EXCERPT —
++++

Ohio Coaching Practice Level Target Descriptions: An Overview of the Tools and Their Uses
Welcome to the Coaches Corner. This corner of the Ohio Wraparound Website is dedicated to supporting the coaches who work to support effective Wraparound implementation across the state.
Ohio Wraparound Coaching and the Use of the Range of Practice Descriptions
Here you will find resources intended to help Coaches do the work of coaching, document the work of coaching, and reflect on and improve the impact of the work we undertake. Specifically, you will find:
Ohio Coaching Practice Level Target Descriptions
Access to all the existing and emerging tools being developed to help define quality Wraparound practice at multiple levels; direct care, supervision, and cross system management.
Forms and tools for documenting and reporting coaching activity.
Connections to other national and regional resources as they are discovered and included here.
The work of supporting effective Wraparound implementation is an important element of fostering effective care and support for families, youth, and young adults across the state. The Coaches Corner can grow and adapt based on our use of these tools and feedback about what else needs to be developed.
There is a strong history of wraparound implementation across several counties in this state. ENGAGE has prospered others to take up the development of Wraparound capacity as a part of a more effective System of Care at the local level.

++++

PROBLEM SET —
1 - From the Coaches Corner page, retype the stretch from "Forms and tools" through "and included here.".
2 - Translate this sentence from the Coaches Corner page into Spanish: "This corner of the Ohio Wraparound Website is dedicated to supporting the coaches who work to support effective Wraparound implementation across the state."
3 - According to the Coaches Corner page, at which levels are the tools meant to help define quality Wraparound practice?
The listing that comes after this text is not required for any of this work.

++++

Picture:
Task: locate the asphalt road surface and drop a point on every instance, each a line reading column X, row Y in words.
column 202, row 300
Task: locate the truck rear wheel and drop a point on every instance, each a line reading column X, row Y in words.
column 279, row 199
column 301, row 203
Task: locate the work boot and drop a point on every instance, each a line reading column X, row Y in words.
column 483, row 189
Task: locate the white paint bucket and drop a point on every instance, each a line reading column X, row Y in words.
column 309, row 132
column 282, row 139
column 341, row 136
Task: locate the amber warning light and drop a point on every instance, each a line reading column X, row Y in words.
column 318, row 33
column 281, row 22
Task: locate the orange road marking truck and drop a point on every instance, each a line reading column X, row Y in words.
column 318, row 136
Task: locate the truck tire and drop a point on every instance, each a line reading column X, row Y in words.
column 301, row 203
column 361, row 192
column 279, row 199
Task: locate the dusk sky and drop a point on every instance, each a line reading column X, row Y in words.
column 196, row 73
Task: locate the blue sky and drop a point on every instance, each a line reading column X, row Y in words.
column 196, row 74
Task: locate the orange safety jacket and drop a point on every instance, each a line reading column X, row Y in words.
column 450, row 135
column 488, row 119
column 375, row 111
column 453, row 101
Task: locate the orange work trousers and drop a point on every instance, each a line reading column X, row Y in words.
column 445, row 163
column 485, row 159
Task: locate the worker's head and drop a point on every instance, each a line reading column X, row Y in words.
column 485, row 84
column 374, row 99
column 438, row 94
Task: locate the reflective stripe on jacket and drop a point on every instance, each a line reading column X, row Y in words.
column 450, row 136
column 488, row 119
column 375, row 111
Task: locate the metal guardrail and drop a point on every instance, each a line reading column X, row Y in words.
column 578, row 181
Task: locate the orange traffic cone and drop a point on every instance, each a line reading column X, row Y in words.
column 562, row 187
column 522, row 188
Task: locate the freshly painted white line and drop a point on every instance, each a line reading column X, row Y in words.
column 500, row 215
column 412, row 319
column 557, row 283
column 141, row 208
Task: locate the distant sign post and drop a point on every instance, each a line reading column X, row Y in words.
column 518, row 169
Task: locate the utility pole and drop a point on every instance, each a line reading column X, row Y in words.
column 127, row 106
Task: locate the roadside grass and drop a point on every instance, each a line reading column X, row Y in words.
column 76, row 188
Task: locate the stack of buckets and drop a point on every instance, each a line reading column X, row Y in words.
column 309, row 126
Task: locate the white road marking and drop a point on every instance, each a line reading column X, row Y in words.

++++

RESPONSE LIST —
1 -
Forms and tools for documenting and reporting coaching activity.
Connections to other national and regional resources as they are discovered and included here.

2 - Este rincón del sitio web de Ohio Wraparound está dedicado a apoyar a los coaches que trabajan para respaldar la implementación eficaz de Wraparound en todo el estado.

3 - Direct care, supervision, and cross system management.